GIVEN RECORDS:
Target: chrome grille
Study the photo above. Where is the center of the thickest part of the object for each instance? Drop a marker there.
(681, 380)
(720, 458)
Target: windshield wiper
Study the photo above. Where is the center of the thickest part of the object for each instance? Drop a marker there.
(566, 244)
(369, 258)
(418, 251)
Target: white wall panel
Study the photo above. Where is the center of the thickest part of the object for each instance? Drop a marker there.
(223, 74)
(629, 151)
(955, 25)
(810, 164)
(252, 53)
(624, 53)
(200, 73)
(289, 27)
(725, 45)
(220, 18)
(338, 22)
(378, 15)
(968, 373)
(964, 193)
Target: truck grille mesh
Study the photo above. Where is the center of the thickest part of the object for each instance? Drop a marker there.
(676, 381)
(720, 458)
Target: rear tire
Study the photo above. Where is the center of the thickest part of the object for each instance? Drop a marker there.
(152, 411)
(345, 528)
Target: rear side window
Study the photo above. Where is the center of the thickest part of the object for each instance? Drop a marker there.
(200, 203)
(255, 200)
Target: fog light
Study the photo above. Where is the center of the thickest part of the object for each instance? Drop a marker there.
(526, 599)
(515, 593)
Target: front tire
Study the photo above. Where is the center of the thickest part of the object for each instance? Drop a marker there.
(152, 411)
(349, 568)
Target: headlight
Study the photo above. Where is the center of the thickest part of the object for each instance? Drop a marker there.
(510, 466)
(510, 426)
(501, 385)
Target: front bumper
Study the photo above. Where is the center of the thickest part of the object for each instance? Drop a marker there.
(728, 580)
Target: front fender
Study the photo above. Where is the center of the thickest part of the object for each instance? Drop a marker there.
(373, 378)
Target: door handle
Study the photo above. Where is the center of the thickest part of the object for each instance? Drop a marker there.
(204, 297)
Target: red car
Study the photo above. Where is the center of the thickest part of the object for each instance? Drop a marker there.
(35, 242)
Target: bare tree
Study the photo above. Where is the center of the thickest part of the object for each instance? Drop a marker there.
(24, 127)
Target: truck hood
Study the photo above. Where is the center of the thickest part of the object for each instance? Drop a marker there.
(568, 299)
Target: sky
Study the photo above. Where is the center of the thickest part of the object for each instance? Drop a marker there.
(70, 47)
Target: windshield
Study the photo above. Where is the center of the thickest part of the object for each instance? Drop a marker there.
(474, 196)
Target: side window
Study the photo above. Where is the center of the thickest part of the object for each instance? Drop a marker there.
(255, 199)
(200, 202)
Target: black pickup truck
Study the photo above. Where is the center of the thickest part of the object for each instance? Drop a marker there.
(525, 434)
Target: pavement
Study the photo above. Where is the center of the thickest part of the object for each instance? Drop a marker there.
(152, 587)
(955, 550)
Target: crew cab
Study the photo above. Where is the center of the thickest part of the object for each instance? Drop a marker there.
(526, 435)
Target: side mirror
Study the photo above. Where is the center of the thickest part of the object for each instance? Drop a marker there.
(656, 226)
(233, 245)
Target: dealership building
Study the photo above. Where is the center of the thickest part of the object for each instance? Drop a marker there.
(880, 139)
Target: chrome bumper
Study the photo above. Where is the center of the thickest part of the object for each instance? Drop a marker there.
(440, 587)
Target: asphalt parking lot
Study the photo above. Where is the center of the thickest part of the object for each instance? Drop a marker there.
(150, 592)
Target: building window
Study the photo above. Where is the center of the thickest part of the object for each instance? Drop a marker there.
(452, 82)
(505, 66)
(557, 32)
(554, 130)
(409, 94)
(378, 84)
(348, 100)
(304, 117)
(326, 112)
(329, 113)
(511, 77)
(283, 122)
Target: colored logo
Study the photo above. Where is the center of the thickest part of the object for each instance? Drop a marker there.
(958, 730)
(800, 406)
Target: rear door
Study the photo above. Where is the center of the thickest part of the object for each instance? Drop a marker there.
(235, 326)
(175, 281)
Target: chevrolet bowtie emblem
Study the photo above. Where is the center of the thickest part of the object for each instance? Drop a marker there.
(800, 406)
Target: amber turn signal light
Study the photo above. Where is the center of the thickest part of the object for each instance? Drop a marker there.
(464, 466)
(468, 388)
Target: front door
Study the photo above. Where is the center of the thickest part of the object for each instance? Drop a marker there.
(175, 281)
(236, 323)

TASK DIRECTIONS: Each record must be reproduced exactly, with nothing missing.

EXERCISE SOLUTION:
Target: chrome grille
Study the photo above. Where is the center of the thickest part of the object for each instance? Drop a marker there.
(681, 380)
(720, 458)
Target: windshield wiper
Study the photo above. Where is the center of the thickest part of the object for each instance? Drop a marker there.
(566, 244)
(369, 258)
(418, 251)
Target: white wall panel
Study the photo above. Where is the center of the thickest part of the object for each instance? Drop a marker there.
(223, 74)
(629, 151)
(955, 25)
(810, 164)
(252, 53)
(624, 53)
(200, 73)
(289, 27)
(725, 45)
(220, 18)
(338, 22)
(378, 15)
(968, 373)
(964, 193)
Target: truck grille mesh
Study the photo above. Where is the center of the thickest part of the object for each instance? Drop a marker there.
(676, 381)
(720, 458)
Target: rear tire
Study the photo above. Where is the center of the thickest part of the object for each instance? Drop a marker there.
(152, 411)
(345, 528)
Target: rear side window
Study the photo above. Where is the center of the thickest part of the object for each instance? Drop a marker there.
(200, 203)
(255, 200)
Target: fog light
Study the photo above. Where is the center of the thickest part of the object for each instance? Drop a marker there.
(526, 599)
(515, 593)
Target: front tire
Study the photo above. Where is the center of the thickest part of the object for each instance? Drop a marker there.
(152, 411)
(349, 568)
Target: headlight
Study the photo above. Where is the center of the thickest part of the object for each instance? Drop a marker there.
(510, 466)
(510, 426)
(501, 385)
Target: front bumper
Study the photo above. Where is the center of the thickest part of the object for each instance? Drop a marker there.
(728, 580)
Target: front fender
Study the photo above. Where is the center of the thickest part of the object for each instance? Drop a marker there.
(373, 378)
Target: door handle
Study the photo above. Where is the center of the thickest part of the object for each instance? Drop a marker there.
(204, 297)
Target: red car
Study the photo above. Where is the center of the thickest part of the object for each instance? Drop a marker there.
(35, 242)
Target: bare tree
Study the photo above. Where is the center of the thickest part of the object for each instance? Drop a marker there.
(24, 127)
Target: truck hood
Study the photo above. Where is the center of the thickest part of the object for each instance? Drop a marker there.
(568, 299)
Target: sky
Study the photo above. Where is the center of the thickest part of the object for each instance? Drop a marker there.
(70, 47)
Target: windshield
Study the photo above. Where is the center of the thickest part of the object for each instance? Drop a marker there.
(474, 196)
Target: side window
Study the photo above. Where is the center of the thickest part of the object for each instance? Drop a marker there.
(255, 199)
(200, 202)
Target: black pickup truck
Study the photo above. Where is the center of the thickest part of the object for each instance? Drop a marker there.
(525, 434)
Target: pavement
Study the photo above. Where is the center of the thickest part of the object for each instance? Drop a marker there.
(152, 587)
(955, 550)
Target: crew cab
Study the photo above. Where is the center of the thickest part of the object for each instance? Drop a marker there.
(526, 435)
Target: side mirror
Study the photo above. Where is the center of the thickest part of the object for each instance? Drop a marker there.
(656, 226)
(233, 245)
Target: dealership building
Study the photo above. Where is the center of the thickest part of the object for each instance? Drop a marker there.
(880, 139)
Target: chrome bumper
Study the photo above. Where is the center of the thickest part of the object for each instance? Drop a marker there.
(440, 587)
Target: asphalt parking lot
Study the photo above. Where is the center of the thickest part of the object for each instance? Drop a marker there.
(150, 592)
Target: building window
Study the photo above. Where is the center of the thickest part of the object for each instance? Drop a marker there.
(452, 82)
(505, 66)
(557, 32)
(554, 130)
(409, 94)
(378, 84)
(348, 100)
(304, 117)
(326, 112)
(329, 113)
(511, 77)
(283, 122)
Target: colored logo
Study the photo above. Where is the center of the thickest part of the object for each instance? Drop a marker there.
(958, 730)
(800, 406)
Target: rear door
Study the photo above. Where is the center of the thickest part of the object for each instance? Drop a marker there.
(235, 326)
(175, 281)
Target: chevrolet bowtie emblem
Study the photo above. Where is the center of the thickest part of the object for each instance? Drop a marker there.
(800, 406)
Target: amber turn signal light
Study the photo above. Where is the center of the thickest part of the object for each instance? Drop a marker there.
(464, 466)
(468, 388)
Target: front door
Study the photo above. Where is the center of the thickest part of the object for each instance? Drop a marker there.
(175, 281)
(236, 323)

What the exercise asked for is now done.